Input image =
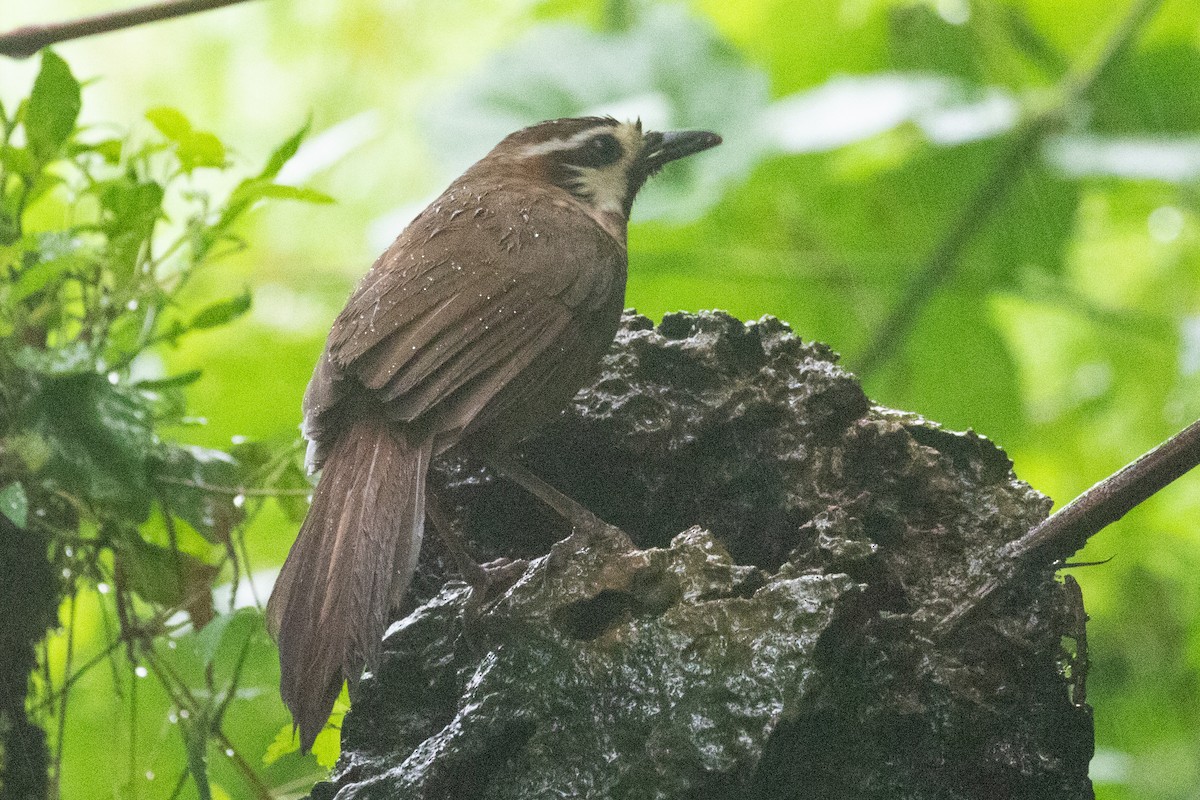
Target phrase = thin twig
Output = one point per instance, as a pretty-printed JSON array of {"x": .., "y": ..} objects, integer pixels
[
  {"x": 943, "y": 262},
  {"x": 1071, "y": 527},
  {"x": 234, "y": 489},
  {"x": 24, "y": 42},
  {"x": 1110, "y": 499}
]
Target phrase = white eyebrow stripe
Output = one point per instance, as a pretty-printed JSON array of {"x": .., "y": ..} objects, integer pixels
[{"x": 556, "y": 145}]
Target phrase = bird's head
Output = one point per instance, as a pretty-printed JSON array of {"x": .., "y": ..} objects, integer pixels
[{"x": 600, "y": 161}]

------------------------

▶ _Exercise_:
Excluding the pictures, restate the records above word for word.

▶ _Task output_:
Input image =
Target phrase = thin twig
Output = one point per instance, as a pretty-printed JSON array of {"x": .., "y": ..} objects, integer pixels
[
  {"x": 943, "y": 262},
  {"x": 1071, "y": 527},
  {"x": 234, "y": 489},
  {"x": 24, "y": 42},
  {"x": 1110, "y": 499}
]
Target phrase = white eyebrow stripe
Output = one point per instance, as a pretty-printed JSON array of {"x": .., "y": ..} objects, integer pixels
[{"x": 556, "y": 145}]
Target phrase = bird's head
Output = one point per instance, as a pretty-printed JSON array of {"x": .., "y": ..} objects, integer pixels
[{"x": 600, "y": 161}]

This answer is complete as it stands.